(Saved entries)
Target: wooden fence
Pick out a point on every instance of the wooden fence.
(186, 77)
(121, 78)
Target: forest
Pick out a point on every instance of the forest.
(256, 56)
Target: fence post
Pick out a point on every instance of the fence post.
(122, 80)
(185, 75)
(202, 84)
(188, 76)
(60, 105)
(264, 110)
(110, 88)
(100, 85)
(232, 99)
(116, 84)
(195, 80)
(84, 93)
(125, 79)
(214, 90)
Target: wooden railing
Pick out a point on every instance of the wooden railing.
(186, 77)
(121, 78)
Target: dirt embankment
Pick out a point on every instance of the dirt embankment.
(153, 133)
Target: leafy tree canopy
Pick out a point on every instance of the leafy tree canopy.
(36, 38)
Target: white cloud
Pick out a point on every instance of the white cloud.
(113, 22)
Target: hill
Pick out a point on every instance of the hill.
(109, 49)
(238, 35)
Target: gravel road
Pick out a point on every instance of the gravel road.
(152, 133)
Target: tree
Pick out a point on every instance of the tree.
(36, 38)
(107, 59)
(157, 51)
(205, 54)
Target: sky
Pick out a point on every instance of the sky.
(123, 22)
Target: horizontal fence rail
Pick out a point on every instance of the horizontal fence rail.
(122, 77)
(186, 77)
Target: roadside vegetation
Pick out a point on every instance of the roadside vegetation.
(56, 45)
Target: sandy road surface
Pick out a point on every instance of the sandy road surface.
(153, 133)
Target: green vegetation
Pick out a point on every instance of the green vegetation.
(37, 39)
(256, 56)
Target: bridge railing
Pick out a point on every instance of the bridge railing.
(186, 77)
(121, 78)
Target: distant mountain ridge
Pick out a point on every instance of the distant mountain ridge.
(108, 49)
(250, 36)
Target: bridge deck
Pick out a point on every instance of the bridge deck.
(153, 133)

--

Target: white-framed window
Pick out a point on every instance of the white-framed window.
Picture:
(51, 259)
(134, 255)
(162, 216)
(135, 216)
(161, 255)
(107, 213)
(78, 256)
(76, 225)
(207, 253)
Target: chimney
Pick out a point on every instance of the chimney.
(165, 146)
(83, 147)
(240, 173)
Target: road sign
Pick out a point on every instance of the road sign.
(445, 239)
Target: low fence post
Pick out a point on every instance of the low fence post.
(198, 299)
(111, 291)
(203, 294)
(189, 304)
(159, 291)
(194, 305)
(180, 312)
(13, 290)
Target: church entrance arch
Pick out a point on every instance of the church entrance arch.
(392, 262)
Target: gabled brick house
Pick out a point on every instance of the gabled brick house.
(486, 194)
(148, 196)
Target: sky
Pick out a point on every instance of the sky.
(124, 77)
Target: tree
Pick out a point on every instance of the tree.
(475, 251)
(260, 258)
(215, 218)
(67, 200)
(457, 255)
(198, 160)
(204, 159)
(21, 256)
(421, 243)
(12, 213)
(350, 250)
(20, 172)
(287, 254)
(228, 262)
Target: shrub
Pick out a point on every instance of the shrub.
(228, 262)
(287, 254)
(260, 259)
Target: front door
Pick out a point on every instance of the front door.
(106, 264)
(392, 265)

==

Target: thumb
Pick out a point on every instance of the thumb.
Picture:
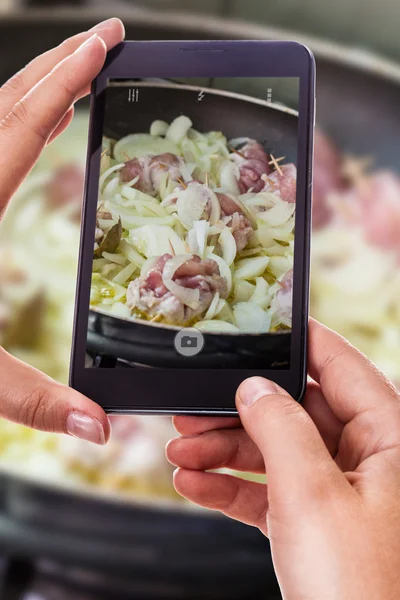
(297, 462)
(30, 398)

* Prompt *
Which lines above run from the one containing "Target: horizontal fence rail" down to the one containing "Target: sandy road surface"? Repeat exactly those, both ends included, and nothing else.

* Solution for this task *
Target: horizontal fence rail
Pick out a point on every instance of the horizontal fence rail.
(122, 77)
(186, 77)
Target: roadside vegetation
Pick out a point on every instance of the roadside vegetation.
(56, 45)
Target: sandy road surface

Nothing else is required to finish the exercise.